Aufgabenbeschreibung: Schreib den folgenden Abschnitt über die Proteste auf Korsika vollständig und Wort für Wort ab.

Foto: AP Photo/Jean-Pierre Belzit

Am Freitag kam es trotz Aufrufen zur Ruhe und dem verstärkten Einsatz von Sicherheitskräften zu weiteren Demonstrationen. Die Teilnehmer der Proteste riefen erneut Parolen wie "Araber raus" oder "Das ist unsere Heimat". Das seit Sonntag geltende Demonstrationsverbot wurde nicht komplett eingehalten, berichtete France24. Mittlerweile sind zwei Personen wegen der Übergriffe auf Polizei und Feuerwehr verhaftet worden.

Was steckt hinter der Eskalation?

Die "Süddeutsche Zeitung" vergleicht die Probleme Korsikas mit jenen der Pariser Großstädte: hohe Arbeitslosigkeit, Kriminalität und eine immer größer werdende Feindseligkeiten zwischen Migranten und alteingesessenen Korsen. Rund 15 Prozent der korsischen Bevölkerung sind Migranten – mehrheitlich aus dem Maghreb (Marokko, Tunesien und Algerien).

Der Chef der Inselregierung Gilles Simeoni (links) und der Vorsitzende des Inselparlaments Jean Guy Talamoni.

Extrahierte Einträge:

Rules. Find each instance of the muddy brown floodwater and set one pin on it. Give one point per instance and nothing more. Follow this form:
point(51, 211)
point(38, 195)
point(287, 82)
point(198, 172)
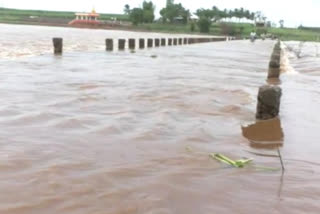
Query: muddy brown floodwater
point(92, 132)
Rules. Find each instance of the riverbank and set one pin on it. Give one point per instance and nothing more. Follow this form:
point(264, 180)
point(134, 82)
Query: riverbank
point(241, 30)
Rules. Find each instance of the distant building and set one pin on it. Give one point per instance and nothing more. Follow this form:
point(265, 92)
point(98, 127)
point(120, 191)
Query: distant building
point(86, 19)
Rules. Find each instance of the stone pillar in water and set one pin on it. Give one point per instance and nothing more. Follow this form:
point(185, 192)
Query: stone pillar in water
point(274, 65)
point(141, 43)
point(132, 44)
point(163, 42)
point(175, 41)
point(157, 42)
point(57, 45)
point(109, 44)
point(121, 44)
point(150, 43)
point(268, 105)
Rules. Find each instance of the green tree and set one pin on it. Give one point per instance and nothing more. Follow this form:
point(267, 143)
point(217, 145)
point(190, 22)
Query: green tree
point(136, 16)
point(148, 11)
point(173, 11)
point(126, 9)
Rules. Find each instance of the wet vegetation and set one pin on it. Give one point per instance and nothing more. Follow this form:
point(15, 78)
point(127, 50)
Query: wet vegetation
point(176, 19)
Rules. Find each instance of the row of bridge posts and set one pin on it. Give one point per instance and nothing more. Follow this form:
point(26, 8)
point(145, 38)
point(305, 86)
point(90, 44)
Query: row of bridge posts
point(157, 42)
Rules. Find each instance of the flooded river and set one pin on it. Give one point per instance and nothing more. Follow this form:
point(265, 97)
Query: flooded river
point(92, 132)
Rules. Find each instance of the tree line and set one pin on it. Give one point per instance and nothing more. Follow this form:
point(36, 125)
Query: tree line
point(176, 13)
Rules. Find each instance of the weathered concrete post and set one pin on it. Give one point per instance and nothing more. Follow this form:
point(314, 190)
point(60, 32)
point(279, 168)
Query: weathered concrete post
point(268, 105)
point(121, 44)
point(275, 61)
point(175, 41)
point(150, 43)
point(156, 42)
point(141, 43)
point(58, 45)
point(185, 41)
point(163, 42)
point(132, 44)
point(109, 44)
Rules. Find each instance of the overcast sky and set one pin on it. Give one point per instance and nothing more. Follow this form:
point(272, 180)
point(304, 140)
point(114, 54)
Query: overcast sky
point(293, 12)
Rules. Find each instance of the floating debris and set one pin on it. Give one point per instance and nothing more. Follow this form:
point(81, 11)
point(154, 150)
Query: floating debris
point(238, 163)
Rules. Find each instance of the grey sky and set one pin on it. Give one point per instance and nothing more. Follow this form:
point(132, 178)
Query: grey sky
point(294, 12)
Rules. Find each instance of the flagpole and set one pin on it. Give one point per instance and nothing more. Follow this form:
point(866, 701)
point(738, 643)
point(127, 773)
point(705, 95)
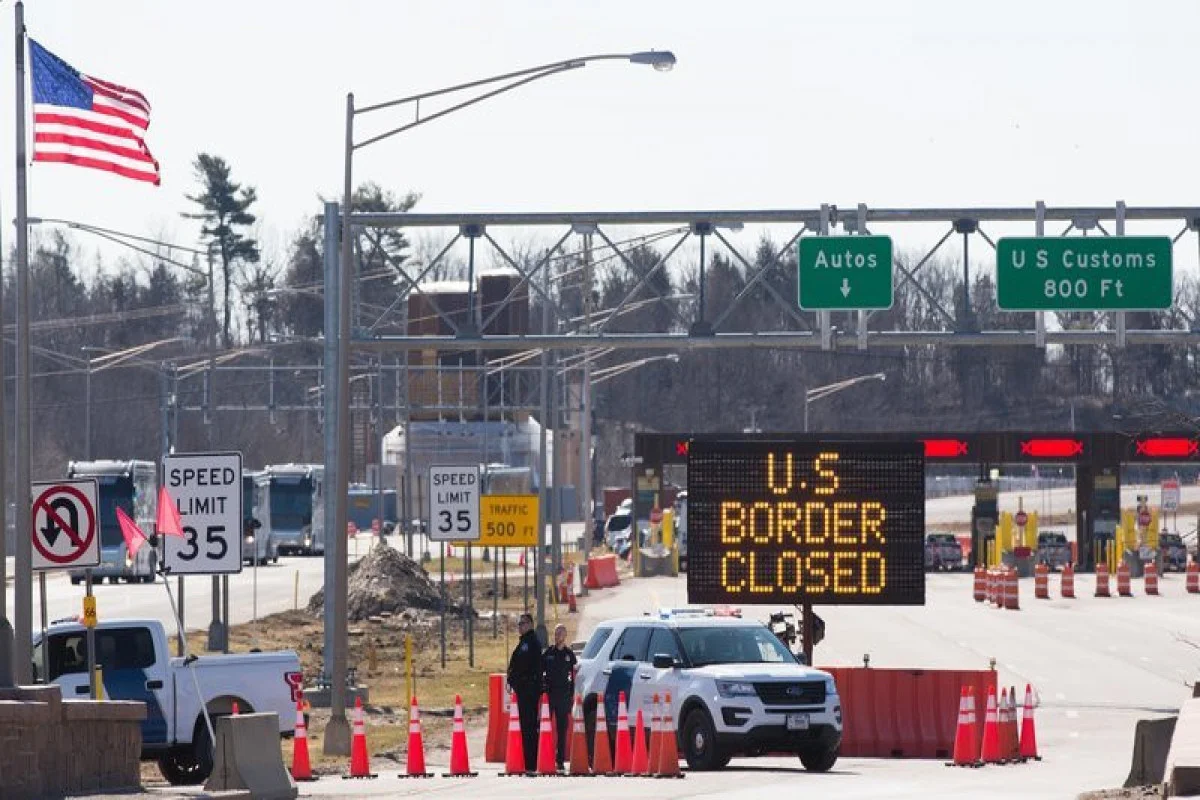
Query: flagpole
point(23, 623)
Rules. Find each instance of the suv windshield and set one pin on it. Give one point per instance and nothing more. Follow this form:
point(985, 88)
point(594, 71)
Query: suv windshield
point(732, 645)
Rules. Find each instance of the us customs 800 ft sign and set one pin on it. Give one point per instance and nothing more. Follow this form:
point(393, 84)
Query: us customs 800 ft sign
point(805, 522)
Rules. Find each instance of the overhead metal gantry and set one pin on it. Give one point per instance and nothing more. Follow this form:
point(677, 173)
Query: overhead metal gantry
point(473, 236)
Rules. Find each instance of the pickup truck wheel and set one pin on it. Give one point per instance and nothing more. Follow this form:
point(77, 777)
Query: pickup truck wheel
point(180, 768)
point(700, 747)
point(819, 761)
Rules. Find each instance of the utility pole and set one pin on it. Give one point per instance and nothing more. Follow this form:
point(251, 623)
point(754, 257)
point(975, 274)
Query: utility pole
point(219, 631)
point(539, 584)
point(586, 476)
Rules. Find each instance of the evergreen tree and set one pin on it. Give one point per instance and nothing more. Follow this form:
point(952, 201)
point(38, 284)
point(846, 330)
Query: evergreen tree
point(225, 214)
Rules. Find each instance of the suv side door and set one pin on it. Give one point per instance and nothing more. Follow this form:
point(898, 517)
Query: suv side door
point(624, 662)
point(660, 681)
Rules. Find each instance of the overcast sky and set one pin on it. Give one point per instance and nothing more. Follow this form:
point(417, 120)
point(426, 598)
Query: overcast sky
point(773, 104)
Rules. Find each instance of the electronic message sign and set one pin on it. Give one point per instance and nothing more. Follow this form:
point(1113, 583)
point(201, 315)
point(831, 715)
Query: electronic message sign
point(805, 522)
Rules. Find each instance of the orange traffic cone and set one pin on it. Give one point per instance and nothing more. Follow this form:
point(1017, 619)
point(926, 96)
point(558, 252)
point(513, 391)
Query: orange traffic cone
point(545, 741)
point(579, 764)
point(641, 763)
point(990, 751)
point(1006, 727)
point(514, 751)
point(301, 769)
point(601, 755)
point(1029, 735)
point(415, 744)
point(460, 762)
point(623, 762)
point(965, 751)
point(669, 752)
point(655, 734)
point(360, 763)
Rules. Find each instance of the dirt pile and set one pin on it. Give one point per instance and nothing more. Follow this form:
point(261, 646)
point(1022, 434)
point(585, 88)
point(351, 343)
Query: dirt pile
point(384, 581)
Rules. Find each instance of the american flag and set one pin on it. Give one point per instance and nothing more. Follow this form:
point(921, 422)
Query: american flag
point(87, 121)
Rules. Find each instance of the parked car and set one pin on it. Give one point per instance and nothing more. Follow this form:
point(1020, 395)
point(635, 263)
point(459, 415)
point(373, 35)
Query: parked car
point(1054, 549)
point(618, 527)
point(137, 666)
point(736, 690)
point(942, 552)
point(1175, 552)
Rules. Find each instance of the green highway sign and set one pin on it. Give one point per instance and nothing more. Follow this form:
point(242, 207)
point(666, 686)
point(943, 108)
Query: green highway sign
point(845, 272)
point(1096, 274)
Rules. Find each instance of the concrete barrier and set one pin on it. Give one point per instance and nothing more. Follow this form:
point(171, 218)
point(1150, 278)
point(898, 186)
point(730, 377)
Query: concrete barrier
point(52, 747)
point(1151, 744)
point(657, 564)
point(1182, 769)
point(247, 756)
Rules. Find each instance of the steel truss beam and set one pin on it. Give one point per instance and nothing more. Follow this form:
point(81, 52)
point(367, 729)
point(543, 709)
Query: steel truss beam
point(796, 330)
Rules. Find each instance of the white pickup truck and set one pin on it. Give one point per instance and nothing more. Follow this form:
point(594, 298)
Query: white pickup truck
point(137, 666)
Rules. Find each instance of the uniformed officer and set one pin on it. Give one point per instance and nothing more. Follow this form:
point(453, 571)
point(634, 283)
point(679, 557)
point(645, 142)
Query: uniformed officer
point(558, 680)
point(525, 679)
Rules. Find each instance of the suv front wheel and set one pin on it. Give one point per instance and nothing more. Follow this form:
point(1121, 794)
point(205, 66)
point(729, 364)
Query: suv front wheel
point(700, 747)
point(819, 761)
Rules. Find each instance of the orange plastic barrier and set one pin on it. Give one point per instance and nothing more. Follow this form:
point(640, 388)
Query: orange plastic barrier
point(603, 572)
point(905, 713)
point(497, 719)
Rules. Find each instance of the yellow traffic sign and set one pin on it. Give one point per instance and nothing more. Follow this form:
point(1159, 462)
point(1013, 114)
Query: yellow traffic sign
point(508, 521)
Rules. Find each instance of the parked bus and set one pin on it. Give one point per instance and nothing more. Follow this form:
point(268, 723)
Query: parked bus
point(132, 486)
point(289, 504)
point(258, 543)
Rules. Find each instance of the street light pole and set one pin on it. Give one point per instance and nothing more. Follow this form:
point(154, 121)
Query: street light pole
point(337, 740)
point(821, 392)
point(87, 413)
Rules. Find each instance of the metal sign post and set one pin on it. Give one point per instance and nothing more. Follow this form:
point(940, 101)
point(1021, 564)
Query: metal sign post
point(91, 639)
point(65, 534)
point(454, 517)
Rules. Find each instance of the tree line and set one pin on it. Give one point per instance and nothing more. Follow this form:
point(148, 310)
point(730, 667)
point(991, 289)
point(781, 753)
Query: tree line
point(271, 308)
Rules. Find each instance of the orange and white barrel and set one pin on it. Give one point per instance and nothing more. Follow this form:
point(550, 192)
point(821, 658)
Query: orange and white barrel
point(1042, 582)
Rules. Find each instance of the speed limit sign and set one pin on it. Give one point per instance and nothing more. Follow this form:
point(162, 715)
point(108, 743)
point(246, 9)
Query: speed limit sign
point(207, 489)
point(454, 504)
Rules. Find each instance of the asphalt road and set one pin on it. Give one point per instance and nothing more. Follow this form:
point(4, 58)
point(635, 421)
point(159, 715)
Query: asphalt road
point(957, 509)
point(279, 585)
point(1098, 666)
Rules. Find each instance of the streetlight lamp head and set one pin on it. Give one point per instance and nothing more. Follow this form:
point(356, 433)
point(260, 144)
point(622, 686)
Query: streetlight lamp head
point(661, 60)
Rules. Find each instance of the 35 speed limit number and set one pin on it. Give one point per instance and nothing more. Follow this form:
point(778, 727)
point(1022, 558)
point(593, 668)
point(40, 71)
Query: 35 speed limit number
point(454, 504)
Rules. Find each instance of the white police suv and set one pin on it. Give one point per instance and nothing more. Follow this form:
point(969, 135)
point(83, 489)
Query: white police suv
point(735, 689)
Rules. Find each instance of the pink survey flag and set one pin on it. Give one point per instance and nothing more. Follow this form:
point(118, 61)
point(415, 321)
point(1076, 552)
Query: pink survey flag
point(130, 530)
point(168, 522)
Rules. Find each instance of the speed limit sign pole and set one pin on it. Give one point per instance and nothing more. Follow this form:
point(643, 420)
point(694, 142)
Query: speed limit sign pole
point(454, 517)
point(207, 491)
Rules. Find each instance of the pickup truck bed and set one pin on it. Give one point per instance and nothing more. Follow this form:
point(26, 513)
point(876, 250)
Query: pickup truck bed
point(137, 666)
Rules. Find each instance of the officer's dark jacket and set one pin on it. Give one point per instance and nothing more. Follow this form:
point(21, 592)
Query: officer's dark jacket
point(525, 666)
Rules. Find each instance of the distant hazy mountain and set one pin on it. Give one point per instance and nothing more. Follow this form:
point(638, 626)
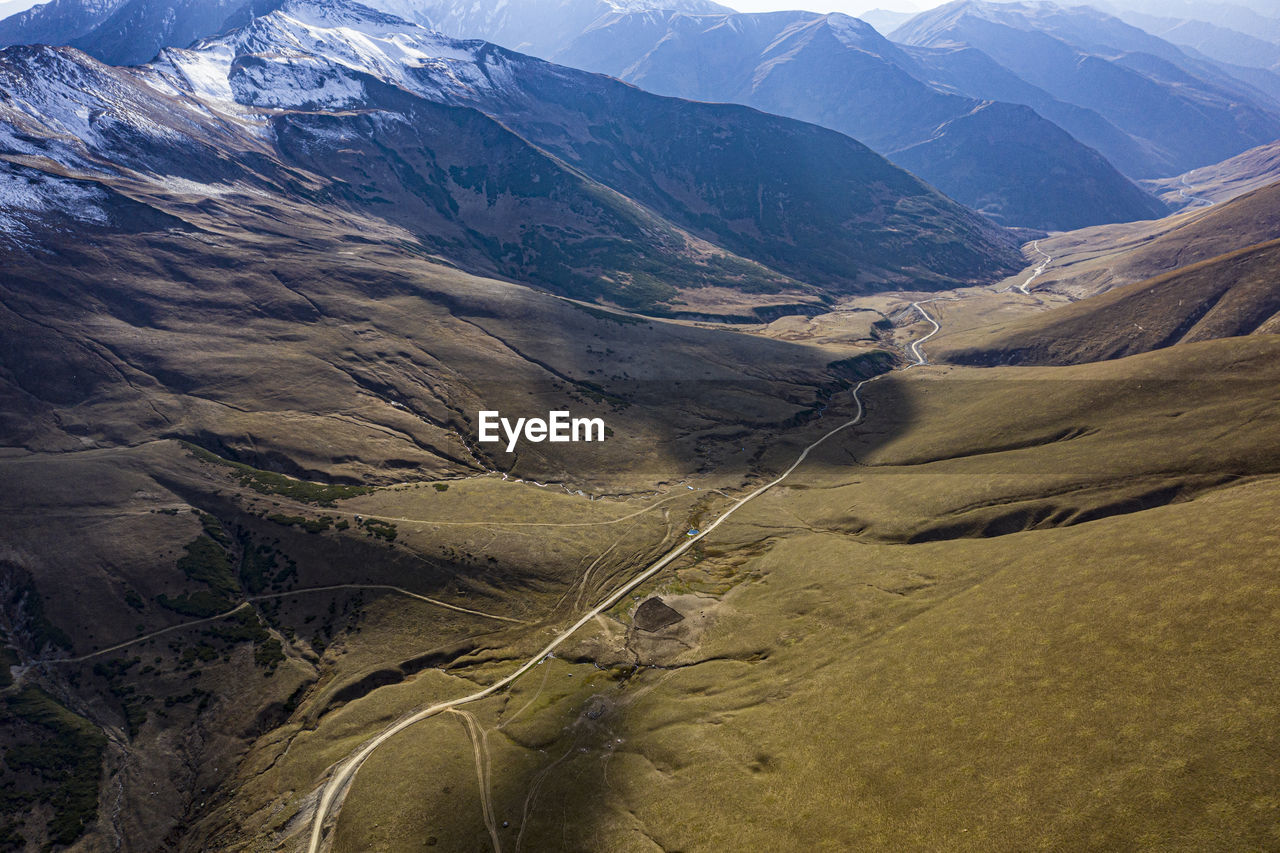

Ergebnis:
Foto: AP Photo/Jean-Pierre Belzit

Am Freitag kam es trotz Aufrufen zur Ruhe und dem verstärkten Einsatz von Sicherheitskräften zu weiteren Demonstrationen. Die Teilnehmer der Proteste riefen erneut Parolen wie "Araber raus" oder "Das ist unsere Heimat". Das seit Sonntag geltende Demonstrationsverbot wurde nicht komplett eingehalten, berichtete France24. Mittlerweile sind zwei Personen wegen der Übergriffe auf Polizei und Feuerwehr verhaftet worden.

Was steckt hinter der Eskalation?

Die "Süddeutsche Zeitung" vergleicht die Probleme Korsikas mit jenen der Pariser Großstädte: hohe Arbeitslosigkeit, Kriminalität und eine immer größer werdende Feindseligkeiten zwischen Migranten und alteingesessenen Korsen. Rund 15 Prozent der korsischen Bevölkerung sind Migranten – mehrheitlich aus dem Maghreb (Marokko, Tunesien und Algerien).

Der Chef der Inselregierung Gilles Simeoni (links) und der Vorsitzende des Inselparlaments Jean Guy Talamoni.